+++ Supplied data

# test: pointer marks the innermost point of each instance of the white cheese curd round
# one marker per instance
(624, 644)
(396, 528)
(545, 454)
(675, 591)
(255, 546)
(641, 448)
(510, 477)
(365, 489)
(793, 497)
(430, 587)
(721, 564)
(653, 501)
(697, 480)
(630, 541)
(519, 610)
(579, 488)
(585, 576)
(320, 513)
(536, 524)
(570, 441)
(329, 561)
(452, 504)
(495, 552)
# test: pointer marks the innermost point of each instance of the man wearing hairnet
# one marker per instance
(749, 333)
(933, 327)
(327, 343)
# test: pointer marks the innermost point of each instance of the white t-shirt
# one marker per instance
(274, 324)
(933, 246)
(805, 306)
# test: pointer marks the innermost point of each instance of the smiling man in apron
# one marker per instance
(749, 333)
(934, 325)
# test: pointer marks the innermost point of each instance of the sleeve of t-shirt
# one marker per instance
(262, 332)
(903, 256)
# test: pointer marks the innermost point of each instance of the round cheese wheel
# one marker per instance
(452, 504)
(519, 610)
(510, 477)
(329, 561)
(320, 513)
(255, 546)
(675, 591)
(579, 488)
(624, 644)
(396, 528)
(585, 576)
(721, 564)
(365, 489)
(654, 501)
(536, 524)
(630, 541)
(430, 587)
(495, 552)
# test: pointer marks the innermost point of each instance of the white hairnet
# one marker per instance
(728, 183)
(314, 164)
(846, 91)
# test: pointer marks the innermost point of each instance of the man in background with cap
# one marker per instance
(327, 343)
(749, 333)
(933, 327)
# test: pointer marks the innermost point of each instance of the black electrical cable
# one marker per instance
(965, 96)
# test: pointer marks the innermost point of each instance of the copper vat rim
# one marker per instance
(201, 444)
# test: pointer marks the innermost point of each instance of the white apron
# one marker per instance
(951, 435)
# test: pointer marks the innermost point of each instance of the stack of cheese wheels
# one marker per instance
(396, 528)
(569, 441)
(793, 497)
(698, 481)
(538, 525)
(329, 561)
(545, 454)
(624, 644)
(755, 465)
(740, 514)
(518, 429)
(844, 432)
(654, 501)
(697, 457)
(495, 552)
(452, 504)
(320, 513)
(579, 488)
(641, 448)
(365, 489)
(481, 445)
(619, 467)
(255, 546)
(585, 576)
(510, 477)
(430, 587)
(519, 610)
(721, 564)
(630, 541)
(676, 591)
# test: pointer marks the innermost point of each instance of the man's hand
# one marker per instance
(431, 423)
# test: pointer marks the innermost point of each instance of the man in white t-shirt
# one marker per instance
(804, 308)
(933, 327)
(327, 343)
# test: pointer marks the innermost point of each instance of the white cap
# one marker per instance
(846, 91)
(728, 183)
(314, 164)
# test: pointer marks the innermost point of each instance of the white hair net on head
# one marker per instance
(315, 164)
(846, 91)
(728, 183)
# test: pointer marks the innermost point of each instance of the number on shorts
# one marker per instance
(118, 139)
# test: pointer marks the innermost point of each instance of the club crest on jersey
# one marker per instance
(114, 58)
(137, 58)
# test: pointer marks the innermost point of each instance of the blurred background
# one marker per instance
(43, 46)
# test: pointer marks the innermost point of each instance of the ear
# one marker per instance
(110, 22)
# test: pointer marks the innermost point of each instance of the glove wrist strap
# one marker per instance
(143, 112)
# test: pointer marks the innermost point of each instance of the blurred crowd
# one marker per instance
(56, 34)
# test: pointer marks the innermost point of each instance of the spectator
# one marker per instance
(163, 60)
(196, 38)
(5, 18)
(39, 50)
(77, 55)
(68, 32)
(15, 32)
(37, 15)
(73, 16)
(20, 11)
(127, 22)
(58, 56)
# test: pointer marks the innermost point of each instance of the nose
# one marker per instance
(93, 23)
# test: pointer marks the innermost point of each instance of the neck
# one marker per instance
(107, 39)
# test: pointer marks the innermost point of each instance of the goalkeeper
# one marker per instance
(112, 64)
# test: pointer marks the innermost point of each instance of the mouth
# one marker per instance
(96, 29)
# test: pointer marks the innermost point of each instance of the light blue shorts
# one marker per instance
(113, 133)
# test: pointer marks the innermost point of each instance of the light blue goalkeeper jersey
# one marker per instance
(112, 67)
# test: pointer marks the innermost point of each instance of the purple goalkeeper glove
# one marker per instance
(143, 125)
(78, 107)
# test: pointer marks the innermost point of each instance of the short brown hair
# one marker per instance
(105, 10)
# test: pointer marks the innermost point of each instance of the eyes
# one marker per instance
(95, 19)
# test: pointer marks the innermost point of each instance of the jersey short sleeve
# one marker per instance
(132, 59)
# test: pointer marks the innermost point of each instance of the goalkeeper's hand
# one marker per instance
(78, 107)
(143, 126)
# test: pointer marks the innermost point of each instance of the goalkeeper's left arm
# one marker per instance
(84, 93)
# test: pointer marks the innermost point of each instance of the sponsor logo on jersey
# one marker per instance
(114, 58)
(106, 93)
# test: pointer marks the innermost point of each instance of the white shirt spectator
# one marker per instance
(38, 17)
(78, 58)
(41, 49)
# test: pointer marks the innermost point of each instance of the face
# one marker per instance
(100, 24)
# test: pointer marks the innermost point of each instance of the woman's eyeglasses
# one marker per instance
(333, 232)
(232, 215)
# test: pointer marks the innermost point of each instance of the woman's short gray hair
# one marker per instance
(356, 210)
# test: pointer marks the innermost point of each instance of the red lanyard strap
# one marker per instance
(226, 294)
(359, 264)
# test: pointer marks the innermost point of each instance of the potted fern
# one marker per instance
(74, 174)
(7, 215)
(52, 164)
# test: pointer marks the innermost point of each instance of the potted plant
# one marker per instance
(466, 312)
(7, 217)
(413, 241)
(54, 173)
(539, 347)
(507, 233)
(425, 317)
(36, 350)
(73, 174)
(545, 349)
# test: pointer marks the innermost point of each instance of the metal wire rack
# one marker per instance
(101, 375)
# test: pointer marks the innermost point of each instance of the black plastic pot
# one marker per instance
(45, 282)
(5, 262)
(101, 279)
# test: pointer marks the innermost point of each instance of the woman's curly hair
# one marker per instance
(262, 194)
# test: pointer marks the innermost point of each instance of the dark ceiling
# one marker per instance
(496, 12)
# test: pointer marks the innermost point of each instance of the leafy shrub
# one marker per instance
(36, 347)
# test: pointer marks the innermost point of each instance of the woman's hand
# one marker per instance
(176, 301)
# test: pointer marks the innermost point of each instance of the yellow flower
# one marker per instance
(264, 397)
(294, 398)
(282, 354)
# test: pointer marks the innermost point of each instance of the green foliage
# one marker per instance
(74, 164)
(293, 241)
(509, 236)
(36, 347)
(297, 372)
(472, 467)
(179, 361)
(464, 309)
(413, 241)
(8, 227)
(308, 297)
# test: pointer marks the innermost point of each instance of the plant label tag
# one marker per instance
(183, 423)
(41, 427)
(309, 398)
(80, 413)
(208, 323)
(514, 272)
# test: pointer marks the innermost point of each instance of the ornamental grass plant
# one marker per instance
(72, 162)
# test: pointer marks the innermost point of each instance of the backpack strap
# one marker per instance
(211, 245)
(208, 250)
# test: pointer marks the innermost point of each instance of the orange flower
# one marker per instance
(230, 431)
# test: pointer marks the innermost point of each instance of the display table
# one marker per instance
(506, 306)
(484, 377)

++++++

* _Objective_: Give the data as a JSON list of strings with one string per line, leaving out blank lines. Cover every line of the data.

* _Problem solution_:
[
  "# test: pointer marks the innermost point of each instance of the white cheese curd round",
  "# one marker per instance",
  "(624, 644)",
  "(396, 528)",
  "(545, 454)",
  "(675, 591)",
  "(255, 546)",
  "(641, 448)",
  "(510, 477)",
  "(365, 489)",
  "(793, 497)",
  "(430, 587)",
  "(721, 564)",
  "(653, 501)",
  "(697, 480)",
  "(630, 541)",
  "(519, 610)",
  "(579, 488)",
  "(585, 576)",
  "(320, 513)",
  "(536, 524)",
  "(570, 441)",
  "(329, 561)",
  "(452, 504)",
  "(495, 552)",
  "# test: pointer marks the innermost point of each instance of the man wearing hairnet",
  "# one marker per instance",
  "(749, 333)",
  "(933, 327)",
  "(327, 343)",
  "# test: pointer marks the innermost point of each instance of the white t-shirt",
  "# one marker per instance",
  "(274, 324)",
  "(933, 246)",
  "(805, 306)",
  "# test: pointer marks the innermost point of each instance of the smiling man in apron",
  "# one marker per instance",
  "(749, 333)",
  "(934, 325)",
  "# test: pointer marks the innermost point of each instance of the sleeve of t-shirt",
  "# one marker per instance",
  "(262, 332)",
  "(903, 256)",
  "# test: pointer marks the innermost point of each instance of the round cheese wheel",
  "# one marker per instance",
  "(452, 504)",
  "(519, 610)",
  "(510, 477)",
  "(329, 561)",
  "(320, 513)",
  "(255, 546)",
  "(675, 591)",
  "(579, 488)",
  "(624, 644)",
  "(396, 528)",
  "(585, 576)",
  "(721, 564)",
  "(365, 489)",
  "(654, 501)",
  "(536, 524)",
  "(630, 541)",
  "(430, 587)",
  "(495, 552)",
  "# test: pointer marks the innermost point of each instance of the white hairnet",
  "# one marker per instance",
  "(728, 183)",
  "(314, 164)",
  "(846, 91)",
  "# test: pointer marks the innermost point of each instance of the man in background with cap",
  "# one marker per instance",
  "(327, 343)",
  "(749, 333)",
  "(933, 327)",
  "# test: pointer marks the innermost point of each instance of the black electrical cable",
  "# one marker per instance",
  "(965, 96)",
  "# test: pointer marks the innermost point of each instance of the copper vat rim",
  "# one marker per instance",
  "(201, 444)",
  "# test: pointer marks the innermost point of each instance of the white apron",
  "# one marker per instance",
  "(951, 435)",
  "# test: pointer marks the innermost point of each instance of the stack of cheese wheels",
  "# one marker per instance",
  "(396, 528)",
  "(569, 441)",
  "(793, 497)",
  "(698, 481)",
  "(538, 525)",
  "(329, 561)",
  "(545, 454)",
  "(624, 644)",
  "(755, 465)",
  "(740, 514)",
  "(518, 429)",
  "(844, 432)",
  "(654, 501)",
  "(697, 457)",
  "(495, 552)",
  "(452, 504)",
  "(320, 513)",
  "(579, 488)",
  "(641, 448)",
  "(365, 489)",
  "(481, 445)",
  "(619, 467)",
  "(255, 546)",
  "(585, 576)",
  "(510, 477)",
  "(430, 587)",
  "(519, 610)",
  "(721, 564)",
  "(630, 541)",
  "(676, 591)",
  "# test: pointer marks the innermost point of each instance of the man's hand",
  "# one marker per instance",
  "(431, 423)",
  "# test: pointer marks the innermost point of each instance of the man in white t-shirt",
  "# one marker per instance",
  "(804, 308)",
  "(933, 327)",
  "(327, 343)",
  "# test: pointer marks the innermost point of each instance of the white cap",
  "# one marker per instance",
  "(846, 91)",
  "(728, 183)",
  "(314, 164)",
  "# test: pointer marks the innermost point of each instance of the white hair net on head",
  "# one marker per instance",
  "(315, 164)",
  "(846, 91)",
  "(728, 183)",
  "# test: pointer marks the innermost point of each instance of the number on shorts",
  "# one marker per instance",
  "(118, 139)",
  "# test: pointer marks the innermost point of each instance of the club crest on jersey",
  "# one marker per instance",
  "(114, 58)",
  "(137, 58)",
  "# test: pointer marks the innermost point of each instance of the blurred background",
  "# one marker per instance",
  "(43, 46)",
  "# test: pointer marks the innermost point of each instance of the ear",
  "# one marker per instance",
  "(110, 22)",
  "# test: pointer marks the innermost point of each instance of the glove wrist strap",
  "# one marker per instance",
  "(143, 112)",
  "# test: pointer marks the innermost point of each instance of the blurred crowd",
  "# one marker per instance",
  "(56, 34)",
  "# test: pointer marks the innermost point of each instance of the spectator",
  "# one marker per instance",
  "(163, 60)",
  "(196, 38)",
  "(5, 18)",
  "(39, 50)",
  "(77, 55)",
  "(68, 32)",
  "(15, 32)",
  "(37, 15)",
  "(73, 16)",
  "(20, 11)",
  "(127, 22)",
  "(58, 56)",
  "# test: pointer marks the innermost point of each instance of the nose",
  "# one marker per instance",
  "(93, 23)",
  "# test: pointer marks the innermost point of each instance of the neck",
  "# one marker per instance",
  "(107, 39)",
  "# test: pointer marks the innermost point of each instance of the goalkeeper",
  "# one marker per instance",
  "(112, 64)",
  "# test: pointer marks the innermost point of each instance of the mouth",
  "# one marker per instance",
  "(96, 29)",
  "# test: pointer marks the innermost point of each instance of the light blue shorts",
  "# one marker per instance",
  "(113, 133)",
  "# test: pointer marks the innermost point of each instance of the light blue goalkeeper jersey",
  "# one marker per instance",
  "(112, 67)",
  "# test: pointer marks the innermost point of each instance of the purple goalkeeper glove",
  "# one marker per instance",
  "(143, 125)",
  "(78, 107)",
  "# test: pointer marks the innermost point of each instance of the short brown hair",
  "# one marker per instance",
  "(105, 10)",
  "# test: pointer marks the innermost point of each instance of the eyes",
  "# one marker per instance",
  "(95, 19)",
  "# test: pointer marks the innermost point of each instance of the jersey short sleeve",
  "# one marker per instance",
  "(132, 59)",
  "# test: pointer marks the innermost point of each instance of the goalkeeper's hand",
  "# one marker per instance",
  "(78, 107)",
  "(143, 126)",
  "# test: pointer marks the innermost point of each instance of the goalkeeper's left arm",
  "# one marker per instance",
  "(84, 93)",
  "# test: pointer marks the innermost point of each instance of the sponsor logo on jersey",
  "# one marker per instance",
  "(114, 58)",
  "(106, 93)",
  "# test: pointer marks the innermost point of each instance of the white shirt spectator",
  "# one marker per instance",
  "(38, 17)",
  "(78, 58)",
  "(41, 49)",
  "# test: pointer marks the innermost point of each instance of the face",
  "# one marker per instance",
  "(100, 24)",
  "# test: pointer marks the innermost point of each instance of the woman's eyeglasses",
  "# one marker per instance",
  "(333, 232)",
  "(232, 215)",
  "# test: pointer marks the innermost point of each instance of the woman's short gray hair",
  "# one marker per instance",
  "(356, 210)",
  "# test: pointer marks the innermost point of each instance of the red lanyard strap",
  "# one marker per instance",
  "(226, 294)",
  "(359, 264)",
  "# test: pointer marks the innermost point of each instance of the potted fern",
  "# one marker per instance",
  "(74, 174)",
  "(7, 215)",
  "(52, 164)",
  "# test: pointer marks the innermost point of each instance of the potted plant",
  "# one marker per instance",
  "(466, 312)",
  "(7, 217)",
  "(413, 241)",
  "(54, 173)",
  "(539, 347)",
  "(507, 233)",
  "(425, 317)",
  "(36, 350)",
  "(73, 174)",
  "(545, 349)",
  "# test: pointer marks the innermost point of each instance of the metal wire rack",
  "# one marker per instance",
  "(101, 375)",
  "# test: pointer marks the innermost point of each instance of the black plastic pot",
  "# one marker per instance",
  "(45, 282)",
  "(5, 262)",
  "(101, 279)",
  "# test: pointer marks the innermost point of each instance of the woman's curly hair",
  "# one marker per instance",
  "(262, 194)",
  "# test: pointer marks the innermost point of each instance of the dark ceiling",
  "# one marker per instance",
  "(496, 12)",
  "# test: pointer marks the innermost point of each instance of the leafy shrub",
  "# one marker per instance",
  "(36, 347)",
  "# test: pointer marks the innermost point of each instance of the woman's hand",
  "# one marker per instance",
  "(176, 301)",
  "# test: pointer marks the innermost point of each instance of the yellow flower",
  "# one marker per instance",
  "(264, 397)",
  "(294, 398)",
  "(282, 354)",
  "# test: pointer marks the innermost point of each instance of the green foliage",
  "# one marker per instance",
  "(74, 164)",
  "(293, 241)",
  "(509, 236)",
  "(36, 347)",
  "(297, 372)",
  "(472, 467)",
  "(179, 361)",
  "(464, 309)",
  "(413, 241)",
  "(8, 227)",
  "(308, 297)",
  "# test: pointer marks the innermost point of each instance of the plant label tag",
  "# one marker per instance",
  "(183, 423)",
  "(41, 427)",
  "(309, 398)",
  "(80, 413)",
  "(208, 323)",
  "(514, 272)",
  "# test: pointer marks the innermost point of each instance of the ornamental grass plant",
  "# one marker per instance",
  "(72, 162)",
  "# test: pointer marks the innermost point of each instance of the backpack strap",
  "# one marker per instance",
  "(211, 245)",
  "(208, 250)",
  "# test: pointer marks the innermost point of each instance of the orange flower",
  "# one marker per instance",
  "(230, 431)",
  "# test: pointer marks the innermost point of each instance of the display table",
  "# one marker per instance",
  "(506, 306)",
  "(484, 377)"
]